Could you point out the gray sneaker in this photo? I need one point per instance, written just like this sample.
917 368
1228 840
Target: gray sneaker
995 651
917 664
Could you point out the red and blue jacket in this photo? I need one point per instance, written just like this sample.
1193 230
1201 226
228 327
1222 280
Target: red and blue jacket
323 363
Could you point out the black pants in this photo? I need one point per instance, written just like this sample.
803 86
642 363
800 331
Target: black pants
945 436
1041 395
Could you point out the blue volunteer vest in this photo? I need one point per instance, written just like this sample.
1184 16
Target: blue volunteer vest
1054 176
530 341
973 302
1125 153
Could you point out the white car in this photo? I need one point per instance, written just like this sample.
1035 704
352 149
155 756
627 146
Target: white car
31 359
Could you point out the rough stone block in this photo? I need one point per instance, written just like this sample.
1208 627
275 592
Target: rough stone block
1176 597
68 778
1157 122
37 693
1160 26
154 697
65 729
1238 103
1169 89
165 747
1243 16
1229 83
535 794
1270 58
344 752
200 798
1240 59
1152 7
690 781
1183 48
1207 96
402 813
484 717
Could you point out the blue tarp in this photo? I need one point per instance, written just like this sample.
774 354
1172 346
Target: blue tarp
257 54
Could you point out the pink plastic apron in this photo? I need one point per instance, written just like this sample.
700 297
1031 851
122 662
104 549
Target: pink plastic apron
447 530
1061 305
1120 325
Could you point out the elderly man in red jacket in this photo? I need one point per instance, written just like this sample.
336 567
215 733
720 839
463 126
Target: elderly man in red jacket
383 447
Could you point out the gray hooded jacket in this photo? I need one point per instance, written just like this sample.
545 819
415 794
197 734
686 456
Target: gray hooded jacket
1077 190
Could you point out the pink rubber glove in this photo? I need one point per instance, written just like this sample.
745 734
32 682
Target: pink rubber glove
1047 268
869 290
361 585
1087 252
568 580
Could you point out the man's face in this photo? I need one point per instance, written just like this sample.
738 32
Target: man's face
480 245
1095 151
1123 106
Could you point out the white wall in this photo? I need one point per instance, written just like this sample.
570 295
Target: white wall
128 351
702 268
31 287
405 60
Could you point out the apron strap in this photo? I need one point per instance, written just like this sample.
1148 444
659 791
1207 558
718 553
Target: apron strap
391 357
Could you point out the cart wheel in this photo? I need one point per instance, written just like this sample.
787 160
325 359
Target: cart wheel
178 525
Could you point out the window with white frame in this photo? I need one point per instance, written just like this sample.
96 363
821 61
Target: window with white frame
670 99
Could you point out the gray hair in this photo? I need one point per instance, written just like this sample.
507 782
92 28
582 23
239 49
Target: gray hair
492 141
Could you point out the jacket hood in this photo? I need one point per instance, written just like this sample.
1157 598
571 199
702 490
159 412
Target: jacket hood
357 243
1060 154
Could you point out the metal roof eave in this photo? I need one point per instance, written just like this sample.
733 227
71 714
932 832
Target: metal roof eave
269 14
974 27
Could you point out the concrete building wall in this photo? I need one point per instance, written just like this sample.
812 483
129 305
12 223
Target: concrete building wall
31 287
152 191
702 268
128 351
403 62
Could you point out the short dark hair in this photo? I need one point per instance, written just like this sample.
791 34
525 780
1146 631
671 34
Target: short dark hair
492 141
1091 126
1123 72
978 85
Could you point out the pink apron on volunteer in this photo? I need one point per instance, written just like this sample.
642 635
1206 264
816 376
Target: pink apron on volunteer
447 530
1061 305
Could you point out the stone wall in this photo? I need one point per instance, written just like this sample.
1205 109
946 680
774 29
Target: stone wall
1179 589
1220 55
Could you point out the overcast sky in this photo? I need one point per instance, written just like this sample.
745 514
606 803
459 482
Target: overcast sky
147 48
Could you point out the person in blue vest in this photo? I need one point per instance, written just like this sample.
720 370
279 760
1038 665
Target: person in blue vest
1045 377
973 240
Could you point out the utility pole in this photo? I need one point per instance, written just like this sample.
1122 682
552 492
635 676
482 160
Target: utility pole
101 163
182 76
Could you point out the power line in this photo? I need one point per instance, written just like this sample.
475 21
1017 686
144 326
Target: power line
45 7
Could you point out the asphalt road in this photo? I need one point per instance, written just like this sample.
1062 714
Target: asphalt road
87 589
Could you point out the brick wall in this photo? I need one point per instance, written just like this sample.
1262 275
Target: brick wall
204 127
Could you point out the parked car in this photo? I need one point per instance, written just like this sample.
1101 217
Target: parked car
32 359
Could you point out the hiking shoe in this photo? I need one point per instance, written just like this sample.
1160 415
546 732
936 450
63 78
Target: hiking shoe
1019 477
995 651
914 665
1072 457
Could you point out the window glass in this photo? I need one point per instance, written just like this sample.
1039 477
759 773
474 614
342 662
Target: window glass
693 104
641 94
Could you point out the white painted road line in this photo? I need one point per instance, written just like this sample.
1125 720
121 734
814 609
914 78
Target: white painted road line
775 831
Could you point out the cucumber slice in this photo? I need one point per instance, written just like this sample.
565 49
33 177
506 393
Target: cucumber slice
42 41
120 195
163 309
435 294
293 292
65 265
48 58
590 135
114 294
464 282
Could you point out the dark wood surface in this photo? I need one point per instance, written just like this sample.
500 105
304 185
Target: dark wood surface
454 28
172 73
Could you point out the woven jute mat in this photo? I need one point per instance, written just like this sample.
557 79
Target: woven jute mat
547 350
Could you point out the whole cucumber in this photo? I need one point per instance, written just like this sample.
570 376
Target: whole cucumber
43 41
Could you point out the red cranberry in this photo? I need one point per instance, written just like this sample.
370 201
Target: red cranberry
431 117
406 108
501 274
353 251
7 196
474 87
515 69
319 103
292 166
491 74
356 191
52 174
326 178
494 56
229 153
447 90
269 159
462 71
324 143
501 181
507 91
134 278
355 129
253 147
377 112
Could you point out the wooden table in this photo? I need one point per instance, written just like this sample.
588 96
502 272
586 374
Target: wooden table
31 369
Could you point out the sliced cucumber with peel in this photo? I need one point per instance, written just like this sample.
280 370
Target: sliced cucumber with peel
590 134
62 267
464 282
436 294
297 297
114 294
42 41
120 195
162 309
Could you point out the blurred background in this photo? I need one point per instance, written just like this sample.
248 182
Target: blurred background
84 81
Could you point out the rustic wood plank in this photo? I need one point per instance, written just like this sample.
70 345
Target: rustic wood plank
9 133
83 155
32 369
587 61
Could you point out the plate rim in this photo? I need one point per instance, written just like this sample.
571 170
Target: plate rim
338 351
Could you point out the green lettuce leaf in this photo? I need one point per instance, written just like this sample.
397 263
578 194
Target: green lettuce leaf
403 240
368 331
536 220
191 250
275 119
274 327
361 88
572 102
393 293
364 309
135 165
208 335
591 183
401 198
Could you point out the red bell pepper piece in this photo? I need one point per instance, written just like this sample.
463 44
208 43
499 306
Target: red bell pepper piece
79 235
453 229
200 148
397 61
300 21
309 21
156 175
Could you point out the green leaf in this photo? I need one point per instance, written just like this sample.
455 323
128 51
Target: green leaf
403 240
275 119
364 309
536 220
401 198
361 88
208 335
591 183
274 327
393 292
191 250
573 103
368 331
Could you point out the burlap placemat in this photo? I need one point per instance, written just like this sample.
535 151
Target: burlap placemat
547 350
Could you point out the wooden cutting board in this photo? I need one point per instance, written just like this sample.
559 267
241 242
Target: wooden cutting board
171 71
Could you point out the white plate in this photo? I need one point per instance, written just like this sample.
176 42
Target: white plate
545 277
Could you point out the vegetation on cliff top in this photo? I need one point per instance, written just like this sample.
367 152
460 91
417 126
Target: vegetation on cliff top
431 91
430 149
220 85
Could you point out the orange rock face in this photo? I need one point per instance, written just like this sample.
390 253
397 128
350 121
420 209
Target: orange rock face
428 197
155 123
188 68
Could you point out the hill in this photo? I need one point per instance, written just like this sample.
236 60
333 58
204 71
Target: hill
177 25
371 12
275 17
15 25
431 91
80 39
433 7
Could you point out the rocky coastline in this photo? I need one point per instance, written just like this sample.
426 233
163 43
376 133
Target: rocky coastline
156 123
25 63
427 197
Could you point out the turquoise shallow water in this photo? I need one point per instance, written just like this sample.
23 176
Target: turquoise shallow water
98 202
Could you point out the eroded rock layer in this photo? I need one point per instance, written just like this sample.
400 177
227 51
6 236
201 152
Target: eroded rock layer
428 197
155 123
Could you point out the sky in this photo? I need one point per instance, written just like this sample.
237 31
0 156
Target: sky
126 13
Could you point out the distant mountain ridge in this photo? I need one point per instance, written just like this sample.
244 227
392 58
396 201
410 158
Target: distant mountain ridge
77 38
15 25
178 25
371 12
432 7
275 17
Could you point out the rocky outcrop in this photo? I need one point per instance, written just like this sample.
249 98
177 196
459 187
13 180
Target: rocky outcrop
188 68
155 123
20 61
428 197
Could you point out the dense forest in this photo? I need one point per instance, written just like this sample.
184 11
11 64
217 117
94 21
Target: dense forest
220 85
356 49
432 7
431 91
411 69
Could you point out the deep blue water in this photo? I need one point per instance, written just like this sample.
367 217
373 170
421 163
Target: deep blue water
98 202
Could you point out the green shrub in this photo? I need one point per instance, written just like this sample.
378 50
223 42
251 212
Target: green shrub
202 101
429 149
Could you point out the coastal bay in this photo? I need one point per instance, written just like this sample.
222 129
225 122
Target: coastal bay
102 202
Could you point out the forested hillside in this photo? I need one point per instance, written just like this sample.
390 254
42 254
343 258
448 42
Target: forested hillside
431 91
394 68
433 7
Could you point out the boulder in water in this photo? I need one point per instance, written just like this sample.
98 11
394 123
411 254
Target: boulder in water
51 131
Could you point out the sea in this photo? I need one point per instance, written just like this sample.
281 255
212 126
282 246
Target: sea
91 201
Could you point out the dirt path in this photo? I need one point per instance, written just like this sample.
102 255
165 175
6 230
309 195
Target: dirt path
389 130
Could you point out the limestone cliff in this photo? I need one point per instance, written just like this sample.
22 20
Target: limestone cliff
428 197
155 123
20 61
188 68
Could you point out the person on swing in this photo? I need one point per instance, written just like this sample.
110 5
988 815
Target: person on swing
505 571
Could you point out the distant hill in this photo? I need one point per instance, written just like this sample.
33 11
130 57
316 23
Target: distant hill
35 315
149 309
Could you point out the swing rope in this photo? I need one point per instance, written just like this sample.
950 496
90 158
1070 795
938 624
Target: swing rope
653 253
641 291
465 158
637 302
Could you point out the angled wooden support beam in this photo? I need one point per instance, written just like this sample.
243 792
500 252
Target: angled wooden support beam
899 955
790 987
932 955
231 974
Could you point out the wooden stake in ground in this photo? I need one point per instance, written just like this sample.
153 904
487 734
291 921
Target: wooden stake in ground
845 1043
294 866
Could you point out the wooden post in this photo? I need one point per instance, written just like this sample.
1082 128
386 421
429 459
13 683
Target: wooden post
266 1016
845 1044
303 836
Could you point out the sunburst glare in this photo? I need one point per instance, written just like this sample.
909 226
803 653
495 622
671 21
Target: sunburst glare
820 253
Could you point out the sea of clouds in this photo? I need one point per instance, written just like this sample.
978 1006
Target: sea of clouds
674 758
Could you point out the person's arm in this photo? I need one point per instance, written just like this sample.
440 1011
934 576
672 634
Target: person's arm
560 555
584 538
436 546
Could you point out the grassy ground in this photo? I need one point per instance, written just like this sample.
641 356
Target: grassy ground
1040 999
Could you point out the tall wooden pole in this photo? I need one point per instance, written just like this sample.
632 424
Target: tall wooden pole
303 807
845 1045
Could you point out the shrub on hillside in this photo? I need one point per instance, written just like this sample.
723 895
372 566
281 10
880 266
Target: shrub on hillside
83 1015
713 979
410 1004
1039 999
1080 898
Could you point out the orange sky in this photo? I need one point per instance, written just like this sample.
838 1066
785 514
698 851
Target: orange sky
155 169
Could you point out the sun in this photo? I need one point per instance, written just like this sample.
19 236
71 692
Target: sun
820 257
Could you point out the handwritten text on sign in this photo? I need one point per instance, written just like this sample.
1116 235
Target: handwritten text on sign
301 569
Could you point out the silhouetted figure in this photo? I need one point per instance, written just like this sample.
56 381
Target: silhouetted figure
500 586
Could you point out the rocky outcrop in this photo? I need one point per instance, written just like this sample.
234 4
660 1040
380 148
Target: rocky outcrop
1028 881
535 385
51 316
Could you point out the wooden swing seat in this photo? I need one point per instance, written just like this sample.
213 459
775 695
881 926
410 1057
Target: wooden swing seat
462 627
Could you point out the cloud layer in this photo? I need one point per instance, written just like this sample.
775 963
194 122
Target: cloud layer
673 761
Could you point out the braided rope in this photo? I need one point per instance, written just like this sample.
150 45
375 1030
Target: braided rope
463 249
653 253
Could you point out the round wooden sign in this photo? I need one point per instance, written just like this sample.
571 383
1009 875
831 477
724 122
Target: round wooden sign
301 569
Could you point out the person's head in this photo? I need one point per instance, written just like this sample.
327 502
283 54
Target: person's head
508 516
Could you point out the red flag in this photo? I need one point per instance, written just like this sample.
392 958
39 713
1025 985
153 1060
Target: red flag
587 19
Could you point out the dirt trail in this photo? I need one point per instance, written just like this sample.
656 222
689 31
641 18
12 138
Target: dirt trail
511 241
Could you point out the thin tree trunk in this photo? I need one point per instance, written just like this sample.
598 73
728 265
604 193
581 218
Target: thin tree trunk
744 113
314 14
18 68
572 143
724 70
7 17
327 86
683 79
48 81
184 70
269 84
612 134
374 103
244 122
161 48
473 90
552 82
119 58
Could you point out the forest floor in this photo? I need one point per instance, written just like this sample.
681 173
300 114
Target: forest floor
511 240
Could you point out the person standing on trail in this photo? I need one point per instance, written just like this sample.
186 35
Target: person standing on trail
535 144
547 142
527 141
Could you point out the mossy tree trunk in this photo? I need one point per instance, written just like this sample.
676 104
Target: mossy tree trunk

• [Goal of the exercise]
Go through the listing above and pull out each line containing the word "mossy".

• [Finished exercise]
Could you point out the mossy tree trunk in this photo? I need one point per instance, written just like this sample.
Target: mossy tree trunk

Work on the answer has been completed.